### Exercices proposés
1. Présentez sous forme de liste le paragraphe de l'extrait sur Cézanne et Pissarro qui commence par « De nature et de caractère très différents », en conservant ses faits essentiels.
2. Reproduisez fidèlement le passage de l'extrait sur Cézanne et Pissarro qui s'ouvre sur les mots « C’était au mois » et se clôt sur « et durable complicité. ».

### Extrait source
C’était au mois d’avril 1861. Suivant les conseils de son ami d’enfance Émile Zola, Cézanne quitte sa Provence natale et monte à Paris. Il a 22 ans. Cinq mois durant, le jeune peintre aixois est parisien. Inscrit à l’Académie suisse, il y fait la rencontre de Pissarro, de 9 ans son aîné, avec lequel il entretiendra pendant 20 ans une profonde et durable complicité.
De nature et de caractère très différents, rien n’était vraiment fait pour rassembler Cézanne et Pissarro. Fils d’un négociant émigré de Bordeaux, né aux Antilles dans les îles Vierges, Camille Pissarro (1830-1903) était un ardent polémiste et un actif animateur. Esprit généreux et ouvert qui ne cachait pas ses penchants anarchistes, il était davantage sensible aux gens qu’à la nature elle-même. Fils d’un banquier originaire d’Aix-en-Provence, Paul Cézanne (1839-1906) avait reçu une formation classique et portait aux maîtres du passé une totale vénération.
« Timide », « bohème », voire « faible », comme il se qualifiait lui-même, il était très solitaire n’ayant en tête qu’un seul projet, « refaire du Poussin sur nature ».Malgré cela, dès leur première rencontre et jusqu’à ce que le groupe impressionniste – auquel ils participèrent activement dès le début – se disperse vers le milieu des années 1880, Camille Pissarro et Paul Cézanne partagèrent nombre d’aventures.

### Documents fournis
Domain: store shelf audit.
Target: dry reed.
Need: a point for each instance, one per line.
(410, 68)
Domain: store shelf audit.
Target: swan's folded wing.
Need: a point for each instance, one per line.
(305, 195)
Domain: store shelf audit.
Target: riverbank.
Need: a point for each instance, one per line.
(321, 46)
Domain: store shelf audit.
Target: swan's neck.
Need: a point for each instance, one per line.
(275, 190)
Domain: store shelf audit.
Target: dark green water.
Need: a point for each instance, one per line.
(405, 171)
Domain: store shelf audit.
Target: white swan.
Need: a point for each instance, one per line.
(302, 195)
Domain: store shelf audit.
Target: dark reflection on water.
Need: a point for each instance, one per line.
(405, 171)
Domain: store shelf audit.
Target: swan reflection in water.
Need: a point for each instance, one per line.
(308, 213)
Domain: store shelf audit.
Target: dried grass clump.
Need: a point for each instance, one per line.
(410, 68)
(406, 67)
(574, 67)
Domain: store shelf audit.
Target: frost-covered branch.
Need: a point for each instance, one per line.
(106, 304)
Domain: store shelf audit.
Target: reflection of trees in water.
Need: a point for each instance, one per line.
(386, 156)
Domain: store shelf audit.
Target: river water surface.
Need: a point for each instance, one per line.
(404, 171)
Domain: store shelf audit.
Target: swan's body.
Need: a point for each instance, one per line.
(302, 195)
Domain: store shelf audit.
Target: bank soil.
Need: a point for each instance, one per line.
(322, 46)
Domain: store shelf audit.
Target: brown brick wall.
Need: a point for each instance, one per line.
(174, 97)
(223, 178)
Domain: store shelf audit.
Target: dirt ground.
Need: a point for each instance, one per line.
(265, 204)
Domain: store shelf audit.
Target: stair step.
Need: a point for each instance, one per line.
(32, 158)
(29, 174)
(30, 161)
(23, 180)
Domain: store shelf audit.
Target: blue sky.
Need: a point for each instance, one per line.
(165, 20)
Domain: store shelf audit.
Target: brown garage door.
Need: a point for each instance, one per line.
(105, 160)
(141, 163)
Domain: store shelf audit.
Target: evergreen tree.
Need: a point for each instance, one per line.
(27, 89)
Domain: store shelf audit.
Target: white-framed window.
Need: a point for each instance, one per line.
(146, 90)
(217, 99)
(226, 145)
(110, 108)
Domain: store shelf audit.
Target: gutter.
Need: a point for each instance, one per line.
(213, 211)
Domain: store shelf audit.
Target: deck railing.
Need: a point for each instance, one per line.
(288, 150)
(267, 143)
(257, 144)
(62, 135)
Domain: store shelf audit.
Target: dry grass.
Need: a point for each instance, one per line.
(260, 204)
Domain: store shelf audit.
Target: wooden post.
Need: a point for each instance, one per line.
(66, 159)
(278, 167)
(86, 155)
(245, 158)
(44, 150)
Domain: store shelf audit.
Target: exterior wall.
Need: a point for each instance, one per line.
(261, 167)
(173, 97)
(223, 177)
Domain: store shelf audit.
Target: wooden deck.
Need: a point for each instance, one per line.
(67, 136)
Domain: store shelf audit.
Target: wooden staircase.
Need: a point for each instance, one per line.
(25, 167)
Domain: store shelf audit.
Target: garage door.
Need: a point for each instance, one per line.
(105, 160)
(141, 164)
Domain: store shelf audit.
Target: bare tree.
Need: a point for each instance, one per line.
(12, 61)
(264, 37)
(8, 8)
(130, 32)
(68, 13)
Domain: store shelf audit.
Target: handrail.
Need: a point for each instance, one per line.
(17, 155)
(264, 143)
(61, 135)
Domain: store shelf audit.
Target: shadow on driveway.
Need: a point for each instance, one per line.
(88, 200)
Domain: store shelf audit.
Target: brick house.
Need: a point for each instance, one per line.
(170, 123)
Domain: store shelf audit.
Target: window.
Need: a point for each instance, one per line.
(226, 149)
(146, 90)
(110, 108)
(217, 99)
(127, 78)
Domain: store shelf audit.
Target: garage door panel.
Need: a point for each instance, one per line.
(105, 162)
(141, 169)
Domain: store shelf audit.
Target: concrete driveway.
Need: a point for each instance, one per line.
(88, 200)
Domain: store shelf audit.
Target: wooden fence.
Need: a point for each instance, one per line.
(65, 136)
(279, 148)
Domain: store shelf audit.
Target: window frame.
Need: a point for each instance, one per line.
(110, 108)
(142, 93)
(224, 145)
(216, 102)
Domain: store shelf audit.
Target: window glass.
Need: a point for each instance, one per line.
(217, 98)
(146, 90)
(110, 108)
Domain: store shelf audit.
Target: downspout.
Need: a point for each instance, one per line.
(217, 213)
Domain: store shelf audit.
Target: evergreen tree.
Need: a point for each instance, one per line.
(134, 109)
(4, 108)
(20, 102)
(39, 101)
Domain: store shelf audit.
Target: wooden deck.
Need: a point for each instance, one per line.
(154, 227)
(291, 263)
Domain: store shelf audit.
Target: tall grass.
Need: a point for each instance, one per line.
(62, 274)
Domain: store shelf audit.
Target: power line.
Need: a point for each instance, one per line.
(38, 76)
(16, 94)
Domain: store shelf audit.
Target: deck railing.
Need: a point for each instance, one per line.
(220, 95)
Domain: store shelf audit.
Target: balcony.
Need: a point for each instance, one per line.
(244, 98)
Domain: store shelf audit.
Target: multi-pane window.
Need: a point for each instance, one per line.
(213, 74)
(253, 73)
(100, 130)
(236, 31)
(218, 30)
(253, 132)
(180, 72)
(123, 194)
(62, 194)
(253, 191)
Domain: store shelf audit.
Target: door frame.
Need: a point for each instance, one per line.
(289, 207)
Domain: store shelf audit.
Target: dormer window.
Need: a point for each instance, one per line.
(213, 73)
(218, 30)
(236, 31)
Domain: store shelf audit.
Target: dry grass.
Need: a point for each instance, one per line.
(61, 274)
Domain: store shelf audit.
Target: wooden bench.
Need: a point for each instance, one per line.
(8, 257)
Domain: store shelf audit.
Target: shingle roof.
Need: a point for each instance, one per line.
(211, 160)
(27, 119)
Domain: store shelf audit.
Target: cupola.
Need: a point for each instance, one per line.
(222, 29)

### Réponses complètes
1.
- Cézanne et Pissarro étaient de nature et de caractère très différents.
- Camille Pissarro (1830-1903) :
  - fils d'un négociant émigré de Bordeaux, né aux Antilles, dans les îles Vierges ;
  - ardent polémiste et animateur actif ;
  - esprit généreux et ouvert, qui ne cachait pas ses penchants anarchistes ;
  - plus sensible aux gens qu'à la nature elle-même.
- Paul Cézanne (1839-1906) :
  - fils d'un banquier originaire d'Aix-en-Provence ;
  - formation classique ;
  - vénération totale pour les maîtres du passé.

2.
C’était au mois d’avril 1861. Suivant les conseils de son ami d’enfance Émile Zola, Cézanne quitte sa Provence natale et monte à Paris. Il a 22 ans. Cinq mois durant, le jeune peintre aixois est parisien. Inscrit à l’Académie suisse, il y fait la rencontre de Pissarro, de 9 ans son aîné, avec lequel il entretiendra pendant 20 ans une profonde et durable complicité.